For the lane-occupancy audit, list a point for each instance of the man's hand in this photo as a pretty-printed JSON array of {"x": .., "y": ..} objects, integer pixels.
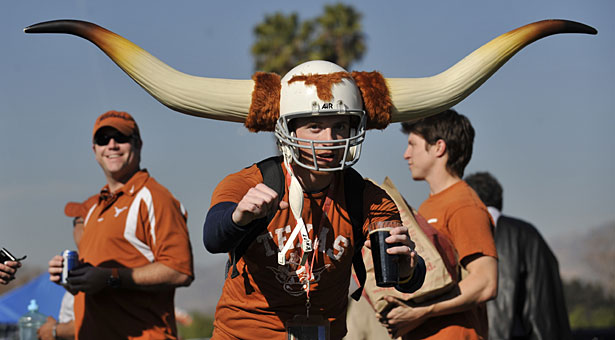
[
  {"x": 256, "y": 203},
  {"x": 55, "y": 269},
  {"x": 399, "y": 318},
  {"x": 45, "y": 332},
  {"x": 405, "y": 250},
  {"x": 8, "y": 270},
  {"x": 88, "y": 279}
]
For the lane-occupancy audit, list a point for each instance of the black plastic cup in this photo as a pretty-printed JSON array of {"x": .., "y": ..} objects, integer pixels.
[{"x": 385, "y": 265}]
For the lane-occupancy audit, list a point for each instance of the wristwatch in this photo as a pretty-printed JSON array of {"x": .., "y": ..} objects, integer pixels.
[{"x": 114, "y": 279}]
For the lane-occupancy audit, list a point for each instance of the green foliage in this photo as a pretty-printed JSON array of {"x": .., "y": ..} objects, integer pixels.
[
  {"x": 283, "y": 41},
  {"x": 589, "y": 306},
  {"x": 202, "y": 326}
]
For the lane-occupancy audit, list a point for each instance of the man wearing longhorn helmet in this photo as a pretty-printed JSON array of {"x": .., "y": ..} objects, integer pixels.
[
  {"x": 300, "y": 261},
  {"x": 320, "y": 131}
]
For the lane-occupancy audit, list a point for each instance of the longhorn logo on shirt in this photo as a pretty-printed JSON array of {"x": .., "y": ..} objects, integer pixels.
[
  {"x": 119, "y": 211},
  {"x": 292, "y": 281}
]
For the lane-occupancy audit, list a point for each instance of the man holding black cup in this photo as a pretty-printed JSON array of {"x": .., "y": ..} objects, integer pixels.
[{"x": 439, "y": 148}]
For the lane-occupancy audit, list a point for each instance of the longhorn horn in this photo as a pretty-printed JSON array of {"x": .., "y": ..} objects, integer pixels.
[
  {"x": 415, "y": 98},
  {"x": 222, "y": 99}
]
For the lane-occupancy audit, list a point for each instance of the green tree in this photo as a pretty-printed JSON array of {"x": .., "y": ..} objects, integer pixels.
[
  {"x": 339, "y": 36},
  {"x": 283, "y": 41},
  {"x": 589, "y": 305}
]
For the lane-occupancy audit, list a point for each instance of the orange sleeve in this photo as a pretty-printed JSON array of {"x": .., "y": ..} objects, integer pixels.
[
  {"x": 377, "y": 206},
  {"x": 234, "y": 186},
  {"x": 171, "y": 246}
]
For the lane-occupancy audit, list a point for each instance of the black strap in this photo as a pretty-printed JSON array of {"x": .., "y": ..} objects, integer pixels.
[{"x": 273, "y": 177}]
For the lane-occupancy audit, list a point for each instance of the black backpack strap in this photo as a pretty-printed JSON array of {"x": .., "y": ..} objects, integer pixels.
[
  {"x": 354, "y": 184},
  {"x": 273, "y": 177}
]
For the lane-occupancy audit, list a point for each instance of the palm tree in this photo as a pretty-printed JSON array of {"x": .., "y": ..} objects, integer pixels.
[
  {"x": 339, "y": 37},
  {"x": 283, "y": 42}
]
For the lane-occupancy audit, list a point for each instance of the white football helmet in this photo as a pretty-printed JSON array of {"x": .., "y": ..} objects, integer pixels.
[{"x": 300, "y": 100}]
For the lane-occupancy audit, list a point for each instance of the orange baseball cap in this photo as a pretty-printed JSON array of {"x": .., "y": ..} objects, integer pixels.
[{"x": 119, "y": 120}]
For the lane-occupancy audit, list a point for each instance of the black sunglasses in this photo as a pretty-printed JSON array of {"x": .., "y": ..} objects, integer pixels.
[{"x": 102, "y": 139}]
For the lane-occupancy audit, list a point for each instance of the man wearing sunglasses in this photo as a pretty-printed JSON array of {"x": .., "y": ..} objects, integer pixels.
[{"x": 135, "y": 249}]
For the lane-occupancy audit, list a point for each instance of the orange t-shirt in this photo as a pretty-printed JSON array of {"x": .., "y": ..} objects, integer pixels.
[
  {"x": 459, "y": 213},
  {"x": 140, "y": 224},
  {"x": 257, "y": 303}
]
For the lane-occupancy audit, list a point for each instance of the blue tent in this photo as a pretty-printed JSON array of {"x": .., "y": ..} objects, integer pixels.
[{"x": 14, "y": 303}]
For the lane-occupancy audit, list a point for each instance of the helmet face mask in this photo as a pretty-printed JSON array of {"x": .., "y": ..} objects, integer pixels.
[{"x": 302, "y": 97}]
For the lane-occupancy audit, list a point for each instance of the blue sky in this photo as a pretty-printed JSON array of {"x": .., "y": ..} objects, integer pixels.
[{"x": 544, "y": 121}]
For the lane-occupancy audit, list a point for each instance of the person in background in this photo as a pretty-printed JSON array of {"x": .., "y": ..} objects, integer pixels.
[
  {"x": 8, "y": 269},
  {"x": 64, "y": 326},
  {"x": 530, "y": 303},
  {"x": 135, "y": 248},
  {"x": 438, "y": 150}
]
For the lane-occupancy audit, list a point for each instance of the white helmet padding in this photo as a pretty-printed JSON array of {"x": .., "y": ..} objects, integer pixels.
[{"x": 320, "y": 88}]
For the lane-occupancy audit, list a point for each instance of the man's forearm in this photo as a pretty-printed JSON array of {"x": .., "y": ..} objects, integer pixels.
[
  {"x": 479, "y": 286},
  {"x": 152, "y": 276}
]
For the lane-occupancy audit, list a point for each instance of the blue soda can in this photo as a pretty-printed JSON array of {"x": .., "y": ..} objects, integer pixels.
[{"x": 71, "y": 260}]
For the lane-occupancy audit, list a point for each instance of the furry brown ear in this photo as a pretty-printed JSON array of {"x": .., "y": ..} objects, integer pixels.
[
  {"x": 376, "y": 98},
  {"x": 323, "y": 83},
  {"x": 265, "y": 106}
]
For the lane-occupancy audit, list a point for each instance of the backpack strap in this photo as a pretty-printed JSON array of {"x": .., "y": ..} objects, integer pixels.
[
  {"x": 354, "y": 184},
  {"x": 273, "y": 177}
]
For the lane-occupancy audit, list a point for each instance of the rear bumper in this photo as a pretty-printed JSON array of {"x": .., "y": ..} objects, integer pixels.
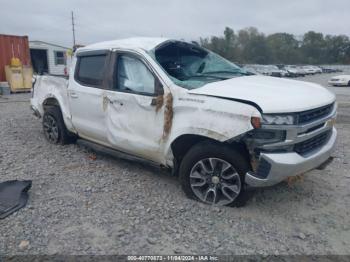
[{"x": 279, "y": 166}]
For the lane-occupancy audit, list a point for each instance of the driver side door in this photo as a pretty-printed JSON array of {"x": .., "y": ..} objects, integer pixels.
[{"x": 134, "y": 120}]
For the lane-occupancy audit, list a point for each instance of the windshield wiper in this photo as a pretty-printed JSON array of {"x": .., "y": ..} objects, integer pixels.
[
  {"x": 224, "y": 71},
  {"x": 205, "y": 75}
]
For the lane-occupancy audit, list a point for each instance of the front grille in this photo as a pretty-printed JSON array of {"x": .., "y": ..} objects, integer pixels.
[
  {"x": 314, "y": 114},
  {"x": 312, "y": 143}
]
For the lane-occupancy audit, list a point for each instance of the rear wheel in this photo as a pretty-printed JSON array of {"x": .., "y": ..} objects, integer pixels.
[
  {"x": 214, "y": 174},
  {"x": 54, "y": 128}
]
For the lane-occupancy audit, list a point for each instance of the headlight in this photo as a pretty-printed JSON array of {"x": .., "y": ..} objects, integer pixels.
[{"x": 278, "y": 119}]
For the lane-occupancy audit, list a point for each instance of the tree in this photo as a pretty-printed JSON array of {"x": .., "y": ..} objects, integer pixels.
[{"x": 251, "y": 46}]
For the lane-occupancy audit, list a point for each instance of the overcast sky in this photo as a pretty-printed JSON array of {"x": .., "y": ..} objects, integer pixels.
[{"x": 49, "y": 20}]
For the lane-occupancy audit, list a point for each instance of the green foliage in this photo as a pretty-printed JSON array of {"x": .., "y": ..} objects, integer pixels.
[{"x": 251, "y": 46}]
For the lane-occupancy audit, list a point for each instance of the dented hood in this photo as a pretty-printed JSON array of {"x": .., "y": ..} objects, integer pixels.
[{"x": 271, "y": 94}]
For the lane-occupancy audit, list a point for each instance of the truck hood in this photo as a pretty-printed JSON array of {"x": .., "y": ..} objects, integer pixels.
[{"x": 271, "y": 94}]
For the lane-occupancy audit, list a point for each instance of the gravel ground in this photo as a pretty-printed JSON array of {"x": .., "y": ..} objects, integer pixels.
[{"x": 82, "y": 205}]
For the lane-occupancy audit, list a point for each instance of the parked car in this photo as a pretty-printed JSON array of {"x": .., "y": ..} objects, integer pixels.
[
  {"x": 292, "y": 71},
  {"x": 330, "y": 70},
  {"x": 309, "y": 70},
  {"x": 275, "y": 71},
  {"x": 250, "y": 69},
  {"x": 185, "y": 108},
  {"x": 341, "y": 80},
  {"x": 295, "y": 70}
]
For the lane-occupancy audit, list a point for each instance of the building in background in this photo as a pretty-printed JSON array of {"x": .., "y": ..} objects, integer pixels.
[{"x": 49, "y": 58}]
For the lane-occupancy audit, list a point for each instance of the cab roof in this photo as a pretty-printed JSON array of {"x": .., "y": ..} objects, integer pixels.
[{"x": 145, "y": 43}]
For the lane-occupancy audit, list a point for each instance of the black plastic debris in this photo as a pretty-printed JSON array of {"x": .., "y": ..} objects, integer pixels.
[{"x": 13, "y": 196}]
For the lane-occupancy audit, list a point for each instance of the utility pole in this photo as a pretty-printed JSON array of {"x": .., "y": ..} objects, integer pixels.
[{"x": 73, "y": 29}]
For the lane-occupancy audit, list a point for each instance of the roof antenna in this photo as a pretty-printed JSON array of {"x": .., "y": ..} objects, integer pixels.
[{"x": 73, "y": 29}]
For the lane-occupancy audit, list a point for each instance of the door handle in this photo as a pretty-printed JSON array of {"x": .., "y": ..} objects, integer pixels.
[
  {"x": 73, "y": 95},
  {"x": 113, "y": 101}
]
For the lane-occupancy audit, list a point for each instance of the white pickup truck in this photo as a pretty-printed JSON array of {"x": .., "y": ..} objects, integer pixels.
[{"x": 185, "y": 108}]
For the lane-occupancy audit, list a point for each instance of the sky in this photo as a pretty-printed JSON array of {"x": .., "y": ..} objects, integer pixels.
[{"x": 50, "y": 20}]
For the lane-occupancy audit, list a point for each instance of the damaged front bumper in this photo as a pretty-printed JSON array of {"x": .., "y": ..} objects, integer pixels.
[{"x": 275, "y": 167}]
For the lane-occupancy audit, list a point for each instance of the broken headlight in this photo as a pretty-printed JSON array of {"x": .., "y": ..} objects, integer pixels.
[{"x": 277, "y": 119}]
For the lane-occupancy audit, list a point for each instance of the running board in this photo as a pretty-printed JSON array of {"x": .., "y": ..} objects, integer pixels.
[{"x": 104, "y": 150}]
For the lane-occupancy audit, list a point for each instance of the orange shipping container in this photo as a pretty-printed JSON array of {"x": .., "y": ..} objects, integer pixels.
[{"x": 13, "y": 46}]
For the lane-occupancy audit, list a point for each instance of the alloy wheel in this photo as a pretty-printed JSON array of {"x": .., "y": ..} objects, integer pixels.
[{"x": 215, "y": 181}]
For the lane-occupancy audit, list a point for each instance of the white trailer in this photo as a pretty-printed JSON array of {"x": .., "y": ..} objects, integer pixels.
[{"x": 49, "y": 58}]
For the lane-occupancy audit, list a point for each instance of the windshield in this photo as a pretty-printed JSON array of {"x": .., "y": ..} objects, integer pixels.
[{"x": 191, "y": 66}]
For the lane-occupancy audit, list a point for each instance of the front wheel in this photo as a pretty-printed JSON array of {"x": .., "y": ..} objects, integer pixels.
[{"x": 214, "y": 174}]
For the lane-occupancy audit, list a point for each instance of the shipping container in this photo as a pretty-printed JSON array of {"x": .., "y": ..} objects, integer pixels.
[
  {"x": 49, "y": 58},
  {"x": 13, "y": 46}
]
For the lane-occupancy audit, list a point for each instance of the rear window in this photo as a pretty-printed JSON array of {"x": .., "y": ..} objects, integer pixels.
[{"x": 90, "y": 70}]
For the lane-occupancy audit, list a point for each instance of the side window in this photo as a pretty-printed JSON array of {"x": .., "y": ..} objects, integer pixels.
[
  {"x": 90, "y": 70},
  {"x": 59, "y": 58},
  {"x": 134, "y": 76}
]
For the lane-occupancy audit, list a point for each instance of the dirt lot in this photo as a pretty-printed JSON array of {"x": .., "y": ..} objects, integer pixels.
[{"x": 82, "y": 205}]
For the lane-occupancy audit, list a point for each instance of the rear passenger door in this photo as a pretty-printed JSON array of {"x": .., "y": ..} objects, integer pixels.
[
  {"x": 135, "y": 112},
  {"x": 86, "y": 91}
]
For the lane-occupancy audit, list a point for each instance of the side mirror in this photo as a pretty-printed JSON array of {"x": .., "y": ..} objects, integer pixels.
[
  {"x": 158, "y": 87},
  {"x": 131, "y": 85}
]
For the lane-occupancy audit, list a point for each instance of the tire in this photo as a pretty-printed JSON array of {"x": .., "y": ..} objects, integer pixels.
[
  {"x": 55, "y": 130},
  {"x": 210, "y": 154}
]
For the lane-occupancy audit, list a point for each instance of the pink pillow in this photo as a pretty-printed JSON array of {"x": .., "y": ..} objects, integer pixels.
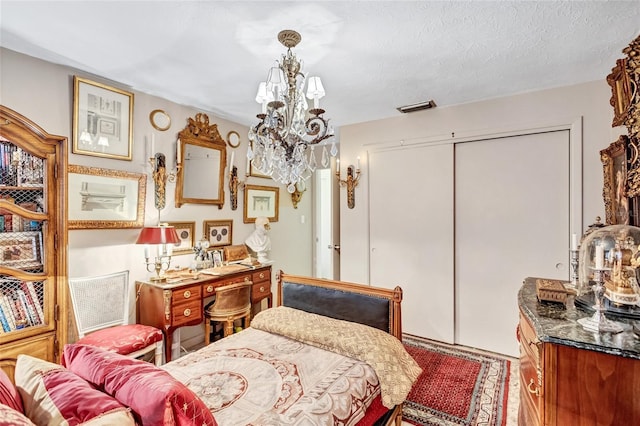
[
  {"x": 155, "y": 396},
  {"x": 9, "y": 395},
  {"x": 51, "y": 394},
  {"x": 11, "y": 417}
]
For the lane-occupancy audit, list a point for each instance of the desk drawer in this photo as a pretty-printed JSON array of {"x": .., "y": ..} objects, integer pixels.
[
  {"x": 529, "y": 341},
  {"x": 234, "y": 280},
  {"x": 193, "y": 292},
  {"x": 260, "y": 290},
  {"x": 261, "y": 276},
  {"x": 183, "y": 313}
]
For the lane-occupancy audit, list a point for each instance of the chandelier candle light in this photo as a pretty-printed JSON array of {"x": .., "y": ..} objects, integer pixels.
[{"x": 283, "y": 142}]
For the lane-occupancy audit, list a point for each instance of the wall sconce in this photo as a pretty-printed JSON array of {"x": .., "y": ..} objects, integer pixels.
[
  {"x": 163, "y": 237},
  {"x": 353, "y": 177},
  {"x": 296, "y": 195},
  {"x": 234, "y": 183},
  {"x": 160, "y": 178}
]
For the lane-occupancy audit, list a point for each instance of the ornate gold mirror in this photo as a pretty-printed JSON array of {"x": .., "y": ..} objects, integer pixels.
[{"x": 202, "y": 156}]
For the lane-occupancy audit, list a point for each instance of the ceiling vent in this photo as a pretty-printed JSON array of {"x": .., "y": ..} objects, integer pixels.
[{"x": 417, "y": 107}]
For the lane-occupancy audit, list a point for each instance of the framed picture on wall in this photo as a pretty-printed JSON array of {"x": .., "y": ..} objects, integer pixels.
[
  {"x": 218, "y": 232},
  {"x": 186, "y": 232},
  {"x": 260, "y": 201},
  {"x": 620, "y": 92},
  {"x": 614, "y": 163},
  {"x": 217, "y": 257},
  {"x": 253, "y": 171},
  {"x": 102, "y": 120},
  {"x": 104, "y": 198}
]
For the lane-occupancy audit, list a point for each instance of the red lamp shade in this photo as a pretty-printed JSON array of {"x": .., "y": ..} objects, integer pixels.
[{"x": 158, "y": 235}]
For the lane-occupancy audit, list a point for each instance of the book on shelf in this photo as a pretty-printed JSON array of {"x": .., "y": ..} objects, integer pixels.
[
  {"x": 32, "y": 318},
  {"x": 8, "y": 314},
  {"x": 3, "y": 321},
  {"x": 18, "y": 312},
  {"x": 32, "y": 295}
]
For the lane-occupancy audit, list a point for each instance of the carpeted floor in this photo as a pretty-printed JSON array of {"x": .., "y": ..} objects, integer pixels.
[{"x": 461, "y": 386}]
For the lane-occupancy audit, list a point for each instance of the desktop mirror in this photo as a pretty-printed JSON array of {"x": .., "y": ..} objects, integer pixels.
[{"x": 202, "y": 156}]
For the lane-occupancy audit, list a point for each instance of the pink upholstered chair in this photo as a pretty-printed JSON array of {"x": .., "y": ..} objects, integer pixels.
[{"x": 101, "y": 308}]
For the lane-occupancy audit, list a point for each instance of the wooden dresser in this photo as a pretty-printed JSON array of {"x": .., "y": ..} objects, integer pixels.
[
  {"x": 570, "y": 376},
  {"x": 170, "y": 306}
]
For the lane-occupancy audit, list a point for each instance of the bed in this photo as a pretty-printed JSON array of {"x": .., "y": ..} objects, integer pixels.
[
  {"x": 290, "y": 365},
  {"x": 328, "y": 354}
]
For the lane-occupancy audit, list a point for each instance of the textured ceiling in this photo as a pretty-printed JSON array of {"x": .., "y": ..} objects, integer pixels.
[{"x": 372, "y": 56}]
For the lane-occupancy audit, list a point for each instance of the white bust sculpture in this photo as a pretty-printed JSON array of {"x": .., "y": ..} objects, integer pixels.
[{"x": 259, "y": 240}]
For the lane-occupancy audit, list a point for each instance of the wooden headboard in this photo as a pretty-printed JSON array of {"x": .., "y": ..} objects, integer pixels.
[{"x": 372, "y": 306}]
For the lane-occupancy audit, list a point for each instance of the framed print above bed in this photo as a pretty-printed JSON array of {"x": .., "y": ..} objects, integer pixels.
[
  {"x": 103, "y": 198},
  {"x": 218, "y": 232},
  {"x": 260, "y": 201},
  {"x": 186, "y": 232},
  {"x": 102, "y": 120},
  {"x": 614, "y": 164}
]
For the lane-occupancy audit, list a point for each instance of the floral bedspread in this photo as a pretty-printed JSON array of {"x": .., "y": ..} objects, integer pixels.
[
  {"x": 259, "y": 378},
  {"x": 395, "y": 368}
]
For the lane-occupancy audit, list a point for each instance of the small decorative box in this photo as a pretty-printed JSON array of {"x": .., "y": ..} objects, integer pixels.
[{"x": 549, "y": 290}]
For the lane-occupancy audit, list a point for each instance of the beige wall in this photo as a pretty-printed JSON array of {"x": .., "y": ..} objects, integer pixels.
[
  {"x": 588, "y": 102},
  {"x": 43, "y": 92}
]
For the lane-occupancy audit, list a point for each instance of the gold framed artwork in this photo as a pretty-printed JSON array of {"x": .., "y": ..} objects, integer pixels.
[
  {"x": 253, "y": 171},
  {"x": 102, "y": 120},
  {"x": 218, "y": 232},
  {"x": 260, "y": 201},
  {"x": 104, "y": 198},
  {"x": 614, "y": 163},
  {"x": 620, "y": 92},
  {"x": 186, "y": 232},
  {"x": 233, "y": 139}
]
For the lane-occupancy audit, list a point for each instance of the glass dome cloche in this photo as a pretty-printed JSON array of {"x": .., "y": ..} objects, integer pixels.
[{"x": 615, "y": 250}]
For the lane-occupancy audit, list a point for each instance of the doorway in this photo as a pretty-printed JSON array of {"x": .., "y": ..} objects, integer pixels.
[{"x": 326, "y": 226}]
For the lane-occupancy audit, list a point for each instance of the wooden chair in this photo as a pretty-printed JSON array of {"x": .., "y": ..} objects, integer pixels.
[
  {"x": 232, "y": 302},
  {"x": 101, "y": 309}
]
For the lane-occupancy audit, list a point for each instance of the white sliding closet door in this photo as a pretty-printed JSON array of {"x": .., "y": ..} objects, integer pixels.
[
  {"x": 512, "y": 221},
  {"x": 411, "y": 234}
]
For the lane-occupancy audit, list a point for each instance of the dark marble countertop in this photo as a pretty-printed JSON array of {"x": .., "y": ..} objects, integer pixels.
[{"x": 556, "y": 324}]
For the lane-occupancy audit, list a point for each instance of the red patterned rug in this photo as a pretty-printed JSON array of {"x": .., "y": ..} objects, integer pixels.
[{"x": 457, "y": 386}]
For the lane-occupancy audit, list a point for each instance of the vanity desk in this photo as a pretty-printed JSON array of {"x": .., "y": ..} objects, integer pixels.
[
  {"x": 571, "y": 376},
  {"x": 169, "y": 306}
]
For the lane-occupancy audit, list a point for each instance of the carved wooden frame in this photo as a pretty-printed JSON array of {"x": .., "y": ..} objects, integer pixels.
[
  {"x": 620, "y": 92},
  {"x": 106, "y": 216},
  {"x": 614, "y": 191}
]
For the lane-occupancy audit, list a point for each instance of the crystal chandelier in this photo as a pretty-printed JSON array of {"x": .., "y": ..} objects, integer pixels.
[{"x": 284, "y": 140}]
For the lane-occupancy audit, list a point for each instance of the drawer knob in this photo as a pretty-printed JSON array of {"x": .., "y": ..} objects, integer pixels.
[{"x": 532, "y": 388}]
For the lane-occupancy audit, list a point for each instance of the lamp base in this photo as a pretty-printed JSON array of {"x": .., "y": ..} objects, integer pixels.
[{"x": 600, "y": 325}]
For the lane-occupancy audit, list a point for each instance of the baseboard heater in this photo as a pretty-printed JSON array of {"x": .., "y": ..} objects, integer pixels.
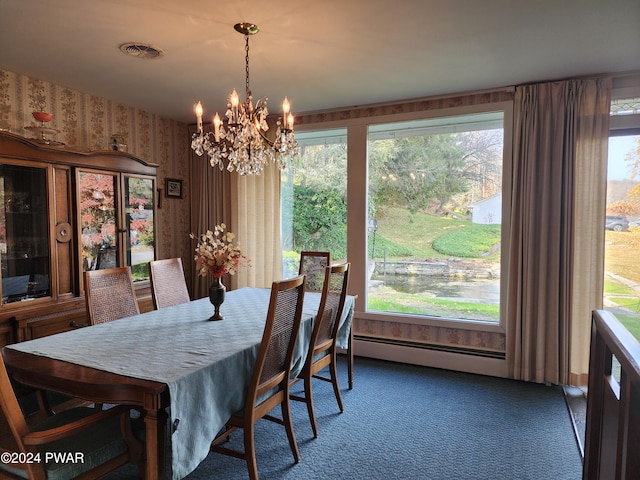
[{"x": 431, "y": 346}]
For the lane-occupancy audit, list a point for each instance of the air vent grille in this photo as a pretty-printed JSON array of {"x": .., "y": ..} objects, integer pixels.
[{"x": 140, "y": 50}]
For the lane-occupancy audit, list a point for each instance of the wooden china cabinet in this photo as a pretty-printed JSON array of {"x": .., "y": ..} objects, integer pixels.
[{"x": 63, "y": 212}]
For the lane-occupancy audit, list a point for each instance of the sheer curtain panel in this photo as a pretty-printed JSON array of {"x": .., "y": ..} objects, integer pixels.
[{"x": 560, "y": 141}]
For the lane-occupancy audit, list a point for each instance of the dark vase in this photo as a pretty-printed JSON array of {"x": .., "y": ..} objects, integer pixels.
[{"x": 216, "y": 296}]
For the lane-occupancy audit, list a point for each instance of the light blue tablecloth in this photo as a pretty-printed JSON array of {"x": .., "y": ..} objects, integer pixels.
[{"x": 207, "y": 365}]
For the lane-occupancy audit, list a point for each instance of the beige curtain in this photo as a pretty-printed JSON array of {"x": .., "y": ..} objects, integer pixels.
[
  {"x": 210, "y": 205},
  {"x": 256, "y": 219},
  {"x": 559, "y": 132}
]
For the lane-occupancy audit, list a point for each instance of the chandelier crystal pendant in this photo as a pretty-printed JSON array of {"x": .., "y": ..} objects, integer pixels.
[{"x": 243, "y": 143}]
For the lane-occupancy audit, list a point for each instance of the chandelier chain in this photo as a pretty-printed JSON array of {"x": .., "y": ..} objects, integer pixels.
[{"x": 246, "y": 60}]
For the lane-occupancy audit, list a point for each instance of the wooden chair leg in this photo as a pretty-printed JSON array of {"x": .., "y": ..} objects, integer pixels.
[
  {"x": 334, "y": 381},
  {"x": 308, "y": 399},
  {"x": 350, "y": 358},
  {"x": 288, "y": 425},
  {"x": 250, "y": 452}
]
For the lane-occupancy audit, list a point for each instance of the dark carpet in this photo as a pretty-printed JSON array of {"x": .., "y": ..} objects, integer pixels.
[{"x": 410, "y": 422}]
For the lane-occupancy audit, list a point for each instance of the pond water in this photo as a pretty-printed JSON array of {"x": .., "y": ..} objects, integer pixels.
[{"x": 484, "y": 290}]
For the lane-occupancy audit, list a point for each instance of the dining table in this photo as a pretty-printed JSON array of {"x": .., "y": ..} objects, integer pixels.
[{"x": 185, "y": 373}]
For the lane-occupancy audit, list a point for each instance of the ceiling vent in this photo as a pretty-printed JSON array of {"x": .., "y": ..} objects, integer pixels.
[{"x": 139, "y": 50}]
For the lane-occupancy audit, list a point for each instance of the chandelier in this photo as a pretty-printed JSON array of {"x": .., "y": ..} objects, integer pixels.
[{"x": 243, "y": 144}]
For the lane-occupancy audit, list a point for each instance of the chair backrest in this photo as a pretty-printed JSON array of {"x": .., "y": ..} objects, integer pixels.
[
  {"x": 334, "y": 293},
  {"x": 13, "y": 425},
  {"x": 273, "y": 362},
  {"x": 110, "y": 295},
  {"x": 313, "y": 265},
  {"x": 168, "y": 285}
]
━━━━
--- TASK BRIEF ---
Copy exactly the lines from the one with "of the dining" through the last line of the material, keeping both ends.

--- RESULT BELOW ---
For the lane-occupancy audit, list a point for each instance of the dining table in this photo as a pretty-printed JSON array of {"x": .., "y": ..} objects, integer pixels.
[{"x": 185, "y": 373}]
For the lane-occupancy audit, list a point for each instance of the ceiling vent in this photo as a pretty-printed JSON array of {"x": .., "y": ..} objects, integer pixels.
[{"x": 139, "y": 50}]
For the lane-occupancy audit, list a point for each instance of the chandelier in this photo as a pretty-printed JSON array of {"x": .., "y": ..} objects, integer pixels.
[{"x": 243, "y": 144}]
For the lane-occupancy audit, list a point for each instance of the chair backrest in this photo as a pretty-printed JSON array of {"x": .., "y": ..} objects, integer pixels.
[
  {"x": 334, "y": 293},
  {"x": 13, "y": 425},
  {"x": 273, "y": 362},
  {"x": 110, "y": 295},
  {"x": 313, "y": 265},
  {"x": 168, "y": 285}
]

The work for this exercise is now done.